Saturday, July 25, 2009

I, Moxie, Need Your Advice

Greetings, humans.

Today I am troubled. Perhaps some of you female humans can help me with a perplexing situation that has developed. Of course, if you males have some insight for me, I would appreciate that as well. I am unsure how to act.

I have an unwelcome male admirer and I don't know what to do about it.

He is a pleasant enough fellow, and I didn't mind playing and sniffing with him. But his sniffing lingers longer than is socially acceptable for a friendly greeting, and I become uncomfortable. I try to engage him in play, to let him know we should just be friends. This works for a small while, but then he slobbers on me in an intimate manner I do not appreciate, yet I do not want to snap at him, as he is, as I stated before, a pleasant fellow. But I do not find him the least bit attractive.
....
§ DO THIS
Please write out the part of the blog post about the unwelcome admirer starting with "Saturday, July 25, 2009" and going on through "how to act.".

§ Records of labeled boxes
....
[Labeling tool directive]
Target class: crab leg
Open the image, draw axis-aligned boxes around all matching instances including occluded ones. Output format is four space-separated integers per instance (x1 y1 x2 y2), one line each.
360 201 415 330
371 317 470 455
....
§ CORRECT OUTPUT
Saturday, July 25, 2009

I, Moxie, Need Your Advice

Greetings, humans.

Today I am troubled. Perhaps some of you female humans can help me with a perplexing situation that has developed. Of course, if you males have some insight for me, I would appreciate that as well. I am unsure how to act.